======== VORGEGEBENER TEXT
Yoleri: Von Demokratie kann keine Rede mehr sein

Die Vorsitzende des Istanbuler Büros des Menschenrechtsvereins IHD sieht die Türkei und Nordkurdistan in einer Phase, in der sich das autoritäre Regime institutionalisiert hat. Von Demokratie könne keine Rede mehr sein.

In den vergangenen Jahren der AKP-Herrschaft hat sich ihr System immer stärker als eine Diktatur konsolidiert. Die Vorsitzende des Istanbuler Büros des Menschenrechtsvereins IHD, Gülseren Yoleri, blickt zurück und weist darauf hin, dass die AKP-Regierung von Anfang an nicht gezögert habe, die Menschenrechte zu verletzen. Sie unterstreicht, dass auch die internationale Gemeinschaft durch ihr Schweigen einen Beitrag zur Konsolidierung der AKP-Diktatur geleistet habe.

Im ANF-Gespräch erklärt Yoleri zu der Menschenrechtspolitik der AKP, dass selbst in Zeiten, in denen die Regierung offiziell Kampagnen für „Null-Toleranz gegen Folter“ geführt habe, Menschen in Gefängnissen getötet und im Polizeigewahrsam gefoltert worden seien. Auch wenn es damals im Rahmen des Prozesses des EU-Beitritts so schien, als ob Freiräume geschaffen würden, sei die Grundhaltung des Regimes dieselbe geblieben.
================
■ **AUFGABEN ZUR ÜBUNG**:
A. Gib einen Abschnitt aus dem Artikel über Gülseren Yoleri wortgetreu aus. Beginne bei den Worten „In den vergangenen“ und höre nach den Worten „Regimes dieselbe geblieben.“ auf.
B. Beantworte anhand des Artikels über Gülseren Yoleri diese Fragen:
(i) Welchen Posten hat Gülseren Yoleri beim Menschenrechtsverein IHD inne?
(ii) Wodurch hat die internationale Gemeinschaft laut Yoleri zur Konsolidierung der AKP-Diktatur beigetragen?
(iii) Gegen was richteten sich die Kampagnen, die die Regierung offiziell geführt hat?
======== AUSZÜGE AUS DATENSÄTZEN
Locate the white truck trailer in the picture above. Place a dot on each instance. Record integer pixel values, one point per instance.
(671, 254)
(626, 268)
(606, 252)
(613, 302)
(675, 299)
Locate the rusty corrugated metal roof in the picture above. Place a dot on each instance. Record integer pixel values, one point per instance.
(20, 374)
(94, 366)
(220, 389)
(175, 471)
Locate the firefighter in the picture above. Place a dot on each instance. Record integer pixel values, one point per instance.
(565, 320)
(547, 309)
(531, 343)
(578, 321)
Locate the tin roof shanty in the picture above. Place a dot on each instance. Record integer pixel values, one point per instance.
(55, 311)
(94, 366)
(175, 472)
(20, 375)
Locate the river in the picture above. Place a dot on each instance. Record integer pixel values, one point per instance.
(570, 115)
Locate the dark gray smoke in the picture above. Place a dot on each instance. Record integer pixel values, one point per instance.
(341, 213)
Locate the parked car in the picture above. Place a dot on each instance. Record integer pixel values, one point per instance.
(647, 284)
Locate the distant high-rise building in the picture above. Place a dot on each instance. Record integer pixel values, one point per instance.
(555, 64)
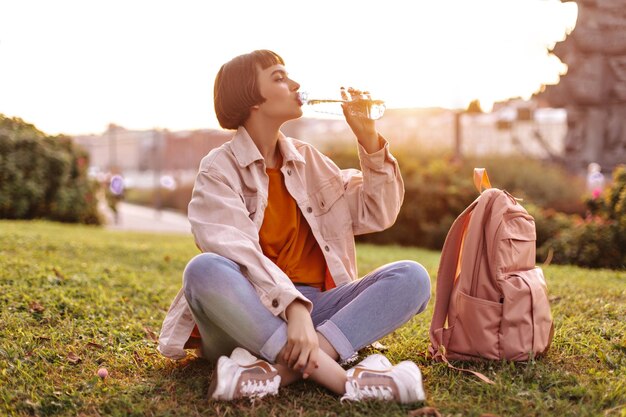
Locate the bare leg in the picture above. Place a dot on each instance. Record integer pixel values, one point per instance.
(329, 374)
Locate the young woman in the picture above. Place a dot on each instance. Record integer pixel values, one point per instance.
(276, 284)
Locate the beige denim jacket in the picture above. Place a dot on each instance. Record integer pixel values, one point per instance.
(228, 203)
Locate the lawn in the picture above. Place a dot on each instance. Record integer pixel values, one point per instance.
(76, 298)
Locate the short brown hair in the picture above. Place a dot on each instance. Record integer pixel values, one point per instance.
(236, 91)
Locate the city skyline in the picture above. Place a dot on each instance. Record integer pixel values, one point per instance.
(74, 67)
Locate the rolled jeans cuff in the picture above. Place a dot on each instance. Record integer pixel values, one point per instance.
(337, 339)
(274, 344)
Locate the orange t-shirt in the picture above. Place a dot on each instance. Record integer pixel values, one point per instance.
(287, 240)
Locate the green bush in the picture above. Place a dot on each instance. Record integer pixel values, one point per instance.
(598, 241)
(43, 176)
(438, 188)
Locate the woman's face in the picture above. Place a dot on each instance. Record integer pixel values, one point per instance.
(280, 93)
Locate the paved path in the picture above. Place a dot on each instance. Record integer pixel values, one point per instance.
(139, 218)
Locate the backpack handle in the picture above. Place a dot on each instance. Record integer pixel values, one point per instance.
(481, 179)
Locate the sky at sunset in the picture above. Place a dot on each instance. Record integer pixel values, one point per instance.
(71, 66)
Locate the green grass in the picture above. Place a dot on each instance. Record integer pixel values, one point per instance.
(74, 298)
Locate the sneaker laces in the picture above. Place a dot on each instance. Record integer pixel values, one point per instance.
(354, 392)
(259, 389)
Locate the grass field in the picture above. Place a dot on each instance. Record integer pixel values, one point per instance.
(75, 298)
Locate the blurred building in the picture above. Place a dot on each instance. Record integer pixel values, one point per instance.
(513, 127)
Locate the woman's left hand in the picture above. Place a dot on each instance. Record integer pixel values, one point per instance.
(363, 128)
================
■ **AUSGEARBEITETE LÖSUNGEN**:
A.
In den vergangenen Jahren der AKP-Herrschaft hat sich ihr System immer stärker als eine Diktatur konsolidiert. Die Vorsitzende des Istanbuler Büros des Menschenrechtsvereins IHD, Gülseren Yoleri, blickt zurück und weist darauf hin, dass die AKP-Regierung von Anfang an nicht gezögert habe, die Menschenrechte zu verletzen. Sie unterstreicht, dass auch die internationale Gemeinschaft durch ihr Schweigen einen Beitrag zur Konsolidierung der AKP-Diktatur geleistet habe.

Im ANF-Gespräch erklärt Yoleri zu der Menschenrechtspolitik der AKP, dass selbst in Zeiten, in denen die Regierung offiziell Kampagnen für „Null-Toleranz gegen Folter“ geführt habe, Menschen in Gefängnissen getötet und im Polizeigewahrsam gefoltert worden seien. Auch wenn es damals im Rahmen des Prozesses des EU-Beitritts so schien, als ob Freiräume geschaffen würden, sei die Grundhaltung des Regimes dieselbe geblieben.

B.
(i) Sie ist Vorsitzende des Istanbuler Büros des IHD.
(ii) Sie hat durch ihr Schweigen dazu beigetragen.
(iii) Gegen Folter, unter dem Motto „Null-Toleranz gegen Folter“.